Segment Start: Supplied material

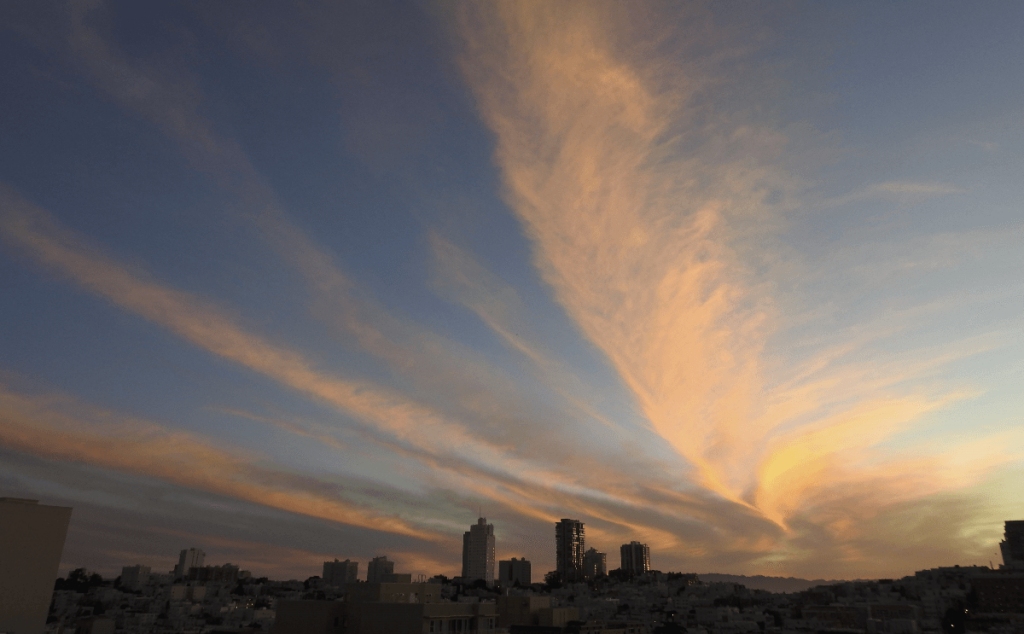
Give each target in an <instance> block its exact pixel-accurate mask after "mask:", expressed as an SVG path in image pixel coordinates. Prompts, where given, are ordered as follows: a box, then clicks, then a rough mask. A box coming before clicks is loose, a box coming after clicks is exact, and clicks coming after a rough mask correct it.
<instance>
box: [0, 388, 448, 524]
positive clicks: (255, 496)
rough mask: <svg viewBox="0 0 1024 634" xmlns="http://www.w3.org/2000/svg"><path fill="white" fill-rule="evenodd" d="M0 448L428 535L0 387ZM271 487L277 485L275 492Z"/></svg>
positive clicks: (94, 417)
mask: <svg viewBox="0 0 1024 634" xmlns="http://www.w3.org/2000/svg"><path fill="white" fill-rule="evenodd" d="M0 415H2V417H3V421H4V424H3V426H2V427H0V434H2V436H0V442H2V445H3V446H4V447H7V448H10V449H15V450H17V451H22V452H27V453H30V454H33V455H37V456H41V457H44V458H49V459H58V460H70V461H75V462H84V463H87V464H94V465H98V466H103V467H108V468H113V469H117V470H122V471H127V472H132V473H137V474H140V475H146V476H151V477H157V478H160V479H164V480H167V481H171V482H175V483H177V484H181V485H184V487H190V488H195V489H199V490H202V491H208V492H213V493H219V494H223V495H227V496H231V497H236V498H239V499H241V500H248V501H250V502H256V503H259V504H264V505H267V506H271V507H274V508H280V509H283V510H287V511H290V512H293V513H300V514H305V515H314V516H317V517H324V518H328V519H332V520H334V521H340V522H343V523H347V524H352V525H356V526H361V527H366V529H374V530H378V531H387V532H393V533H397V534H400V535H409V536H413V537H418V538H421V539H436V535H432V534H431V533H429V532H425V531H421V530H417V529H415V527H414V526H412V525H411V524H410V523H408V522H406V521H402V520H401V519H398V518H395V517H391V516H389V515H388V514H385V513H377V512H374V511H372V510H370V509H360V508H358V507H356V506H354V505H352V504H349V503H346V502H345V501H344V500H343V499H339V498H327V497H324V496H323V495H321V494H318V493H315V492H314V491H313V490H309V491H302V490H301V489H289V488H286V487H282V485H281V483H287V481H288V478H287V477H282V476H283V475H285V474H284V473H278V474H272V472H271V470H268V469H267V468H265V467H259V466H255V465H256V464H259V462H260V458H259V457H257V456H252V455H245V454H242V453H233V454H232V453H228V452H225V451H223V450H220V449H217V448H216V447H215V445H214V443H213V442H211V441H210V440H204V439H202V438H199V437H197V436H196V435H194V434H189V433H186V432H183V431H177V430H169V429H166V428H164V427H161V426H159V425H156V424H153V423H150V422H146V421H141V420H138V419H132V418H128V417H120V416H118V415H117V414H115V413H112V412H105V411H102V410H96V409H90V408H88V407H83V406H82V405H81V404H78V403H76V401H74V400H73V399H70V398H68V397H66V396H60V395H36V396H33V395H27V394H20V393H17V392H14V391H11V390H9V389H7V388H6V387H5V386H0ZM275 482H278V483H276V484H275Z"/></svg>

Segment End: Supplied material

Make a copy of each line in the records above that has the word "instance".

Give each target in an <instance> block its exact pixel-accurate mask after "mask:", expressed as an SVG path in image pixel coordinates. Prompts, where given, are ordered as follows: a box, then clicks, then a rough mask. A box coming before clicks is loose, a box coming after clicks is exact, and clicks coming after a rough mask correct it.
<instance>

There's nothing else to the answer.